**Extract:**
Joe Biden's inauguration is less than a month away, but so far his predecessor continues to run the White House. Trump pulled another stunt, calling the $892 billion fiscal stimulus and the $1.4 trillion government spending package approved by Congress a disgrace. Say, what is $600 per American? You need at least $2000! Uncertainty is a paradise for the US dollar, the strengthening of which has cooled the ardor of the bulls on XAUUSD.
Dynamics of gold and US dollar:
The news of a new strain of COVID-19 discovered in Britain added fuel to the fire. Boris Johnson was forced to introduce new restrictions, which negatively affects the economy and global risk appetite. If someone thinks that this is a problem exclusively for Britain, they are mistaken. It is likely that other countries will follow suit.
At the same time, WHO is optimistic and believes that new vaccines can stop any type of coronavirus. The EU has called on its member countries to open their borders with Britain, so it is likely that the alarm will be false. As for Donald Trump, it is likely that his behavior is nothing more than posturing. The U.S. economy needs a stimulus, and Trump is well aware of that. Gold's problems look temporary, so the bulls on XAUUSD are retreating, but they are not going to throw a white flag.

Images for locating objects
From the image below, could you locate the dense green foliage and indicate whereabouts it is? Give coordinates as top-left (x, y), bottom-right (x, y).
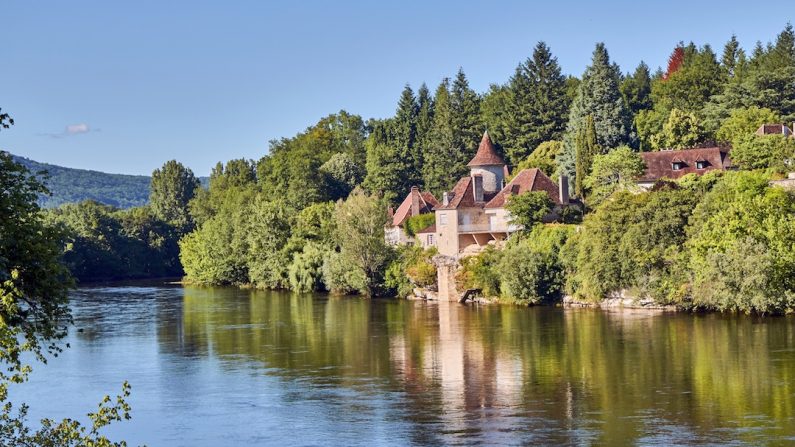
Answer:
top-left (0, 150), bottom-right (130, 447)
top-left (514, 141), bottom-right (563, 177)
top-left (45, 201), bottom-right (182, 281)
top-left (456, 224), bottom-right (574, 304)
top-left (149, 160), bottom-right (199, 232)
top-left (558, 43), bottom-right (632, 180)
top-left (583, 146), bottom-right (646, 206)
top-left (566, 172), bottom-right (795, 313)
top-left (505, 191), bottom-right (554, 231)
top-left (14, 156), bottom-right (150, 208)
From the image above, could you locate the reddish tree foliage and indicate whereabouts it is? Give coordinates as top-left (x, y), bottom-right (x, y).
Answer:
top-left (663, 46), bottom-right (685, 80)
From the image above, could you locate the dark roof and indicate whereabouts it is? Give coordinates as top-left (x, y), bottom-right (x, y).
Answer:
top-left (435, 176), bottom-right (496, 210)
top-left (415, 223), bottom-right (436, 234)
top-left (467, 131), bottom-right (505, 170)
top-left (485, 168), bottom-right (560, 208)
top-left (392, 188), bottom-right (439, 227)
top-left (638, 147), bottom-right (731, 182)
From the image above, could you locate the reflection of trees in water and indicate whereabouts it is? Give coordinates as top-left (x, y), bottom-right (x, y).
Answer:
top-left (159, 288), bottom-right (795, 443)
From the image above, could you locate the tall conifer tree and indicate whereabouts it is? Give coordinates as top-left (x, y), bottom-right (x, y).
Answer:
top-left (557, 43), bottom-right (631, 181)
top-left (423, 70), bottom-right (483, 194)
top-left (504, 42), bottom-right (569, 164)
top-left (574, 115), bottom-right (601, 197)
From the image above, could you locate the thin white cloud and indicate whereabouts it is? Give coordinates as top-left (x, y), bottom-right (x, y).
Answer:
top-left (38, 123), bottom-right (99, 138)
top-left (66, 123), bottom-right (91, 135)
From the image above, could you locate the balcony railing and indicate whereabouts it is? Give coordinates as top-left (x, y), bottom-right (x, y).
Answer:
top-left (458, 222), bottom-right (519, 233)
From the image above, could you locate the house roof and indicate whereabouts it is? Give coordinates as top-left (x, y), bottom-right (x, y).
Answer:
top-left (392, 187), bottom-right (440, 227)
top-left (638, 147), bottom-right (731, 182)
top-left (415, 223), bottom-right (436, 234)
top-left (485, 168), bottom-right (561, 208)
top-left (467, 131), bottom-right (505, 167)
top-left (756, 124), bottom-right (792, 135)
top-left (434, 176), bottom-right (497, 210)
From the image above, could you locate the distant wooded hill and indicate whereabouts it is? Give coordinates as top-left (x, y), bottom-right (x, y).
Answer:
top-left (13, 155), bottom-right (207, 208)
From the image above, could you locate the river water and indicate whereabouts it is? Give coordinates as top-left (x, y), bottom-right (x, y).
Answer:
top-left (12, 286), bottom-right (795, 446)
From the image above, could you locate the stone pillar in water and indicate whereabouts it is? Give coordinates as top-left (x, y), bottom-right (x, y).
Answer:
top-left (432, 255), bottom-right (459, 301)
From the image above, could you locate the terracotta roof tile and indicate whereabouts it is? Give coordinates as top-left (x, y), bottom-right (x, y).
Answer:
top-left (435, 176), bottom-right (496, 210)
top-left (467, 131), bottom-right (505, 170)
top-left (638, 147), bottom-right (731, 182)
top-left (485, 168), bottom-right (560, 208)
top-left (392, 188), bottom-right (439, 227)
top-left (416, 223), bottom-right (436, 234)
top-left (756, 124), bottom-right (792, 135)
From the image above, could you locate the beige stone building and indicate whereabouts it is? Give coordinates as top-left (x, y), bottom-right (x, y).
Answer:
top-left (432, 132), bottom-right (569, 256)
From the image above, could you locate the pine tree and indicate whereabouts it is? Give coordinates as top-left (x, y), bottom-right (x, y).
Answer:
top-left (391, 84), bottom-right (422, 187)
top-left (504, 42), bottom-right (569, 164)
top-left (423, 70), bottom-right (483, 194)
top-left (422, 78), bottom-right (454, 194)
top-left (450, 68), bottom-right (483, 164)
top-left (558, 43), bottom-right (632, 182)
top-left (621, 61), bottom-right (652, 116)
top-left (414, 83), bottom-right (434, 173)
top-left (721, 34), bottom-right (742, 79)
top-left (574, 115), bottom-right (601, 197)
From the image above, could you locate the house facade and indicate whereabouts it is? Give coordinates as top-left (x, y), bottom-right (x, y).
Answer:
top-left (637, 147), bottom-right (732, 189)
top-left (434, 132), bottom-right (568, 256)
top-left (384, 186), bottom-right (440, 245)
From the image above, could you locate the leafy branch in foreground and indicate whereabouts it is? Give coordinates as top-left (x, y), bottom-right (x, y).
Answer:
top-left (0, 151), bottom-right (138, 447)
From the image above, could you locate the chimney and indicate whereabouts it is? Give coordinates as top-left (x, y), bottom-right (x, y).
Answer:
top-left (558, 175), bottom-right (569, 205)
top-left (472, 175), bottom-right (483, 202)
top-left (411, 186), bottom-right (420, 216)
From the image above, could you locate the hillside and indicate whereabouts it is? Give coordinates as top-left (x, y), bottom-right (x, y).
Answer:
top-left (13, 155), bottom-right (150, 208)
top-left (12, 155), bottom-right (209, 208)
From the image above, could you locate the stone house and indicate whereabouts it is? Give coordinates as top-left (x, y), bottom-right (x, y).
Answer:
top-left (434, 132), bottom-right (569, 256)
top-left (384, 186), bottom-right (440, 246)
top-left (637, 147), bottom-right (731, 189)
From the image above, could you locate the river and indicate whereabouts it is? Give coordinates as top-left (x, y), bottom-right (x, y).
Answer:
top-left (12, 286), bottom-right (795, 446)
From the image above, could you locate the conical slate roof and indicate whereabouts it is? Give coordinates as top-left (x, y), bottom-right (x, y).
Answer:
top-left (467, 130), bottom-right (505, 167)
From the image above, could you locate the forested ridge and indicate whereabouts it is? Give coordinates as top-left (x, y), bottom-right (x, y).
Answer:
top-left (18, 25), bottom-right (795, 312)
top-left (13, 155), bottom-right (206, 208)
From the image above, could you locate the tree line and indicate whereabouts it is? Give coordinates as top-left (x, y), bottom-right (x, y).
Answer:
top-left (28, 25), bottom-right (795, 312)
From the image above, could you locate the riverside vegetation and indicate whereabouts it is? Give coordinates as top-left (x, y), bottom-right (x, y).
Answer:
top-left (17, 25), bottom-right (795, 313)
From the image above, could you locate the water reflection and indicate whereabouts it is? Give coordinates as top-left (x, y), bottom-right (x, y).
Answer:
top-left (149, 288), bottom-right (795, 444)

**Required action:**
Please copy the gold market commentary starting at "Joe Biden's inauguration" and ending at "bulls on XAUUSD.", swapping "White House" for "Oval Office".

**Response area:**
Joe Biden's inauguration is less than a month away, but so far his predecessor continues to run the Oval Office. Trump pulled another stunt, calling the $892 billion fiscal stimulus and the $1.4 trillion government spending package approved by Congress a disgrace. Say, what is $600 per American? You need at least $2000! Uncertainty is a paradise for the US dollar, the strengthening of which has cooled the ardor of the bulls on XAUUSD.